Exercise task
Decide whether each statement agrees with the forum thread on the surprise blanks, giving yes or no and quoting the words of the thread that settle it. (a) The blanks came from Tortuga's daughter-in-law, Caroline. (b) trodery reports that Marilyn wanted a convertible. (c) grayfish expects the stingy looking ones on the upper left to become very nice pens.

Page excerpt
------------------------------
# Surprise !!!..Surprise !!!



## Tortuga (May 21, 2004)

Got a couple of boxes in the mail last week...Some more kits ,etc..and some beautiful acrylic jumbo blanks...Couldn't exactly remember ordering the blanks, but figgered with this 'steel-trap' memory I work with now..I just ordered them and forgot about it...Got email this AM from Jay (my son) asking if I had received the blanks that Caroline (DIL) had sent to me out of the blue.. I think I've got a keeper in this daughter-in-law...Can't wait to get after this bunch..Gaudy is MY THING right now..and this oughta fill the bill...


----------



## 3192 (Dec 30, 2004)

That is some FINE looking material there Jimbo! Keep us posted on what you make.


----------



## ladyfish (May 25, 2004)

WOW, can't beat those red ones, and the blue, aw heck - the're all pretty.


----------



## trodery (Sep 13, 2006)

That red sure looks cool!


----------



## Tortuga (May 21, 2004)

trodery said:


> That red sure looks cool!


OK.OK, Trod... I can take a hint...


----------



## grayfish (Jul 31, 2005)

I think the stingy looking ones on the upper left will be very nice pens. And that last one on the top row is a stand out also. However, they are all great.


----------



## Tortuga (May 21, 2004)

Ya mean these two, Gray/Jack ???...You and me got the same taste..First two I grabbed for butcherin'.....:smile:


----------



## Tortuga (May 21, 2004)

Dang !!! Purty near forgot ol' Trod...Here ya go, Buddy...but only if ya cough up a pretty Red Beamer Convertible for Marilyn to go with it....


----------



## grayfish (Jul 31, 2005)

Those were the one's Jim. Beautiful. Even Trod's choice.


----------



## trodery (Sep 13, 2006)

LOL Jim, I tired to get Marilyn to get a convertable but she didn't want one


----------



## EndTuition (May 24, 2004)

Man, Your DIL sure can pick em !
And you put a nice kit to those blanks Jim, what a team!


----------
------------------------------
Data
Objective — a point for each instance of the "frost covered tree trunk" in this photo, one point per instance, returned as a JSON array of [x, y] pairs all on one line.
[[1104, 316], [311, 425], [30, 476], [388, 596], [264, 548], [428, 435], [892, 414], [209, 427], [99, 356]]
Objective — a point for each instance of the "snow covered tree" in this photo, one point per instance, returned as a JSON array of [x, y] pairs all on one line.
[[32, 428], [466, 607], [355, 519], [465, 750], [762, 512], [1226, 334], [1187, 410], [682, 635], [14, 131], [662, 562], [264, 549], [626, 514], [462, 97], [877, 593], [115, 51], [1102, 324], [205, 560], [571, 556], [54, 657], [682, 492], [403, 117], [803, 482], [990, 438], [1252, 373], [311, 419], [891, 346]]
------------------------------
Solution to this problem
(a) Yes: "the blanks that Caroline (DIL) had sent to me out of the blue"
(b) No: "I tired to get Marilyn to get a convertable but she didn't want one"
(c) Yes: "I think the stingy looking ones on the upper left will be very nice pens."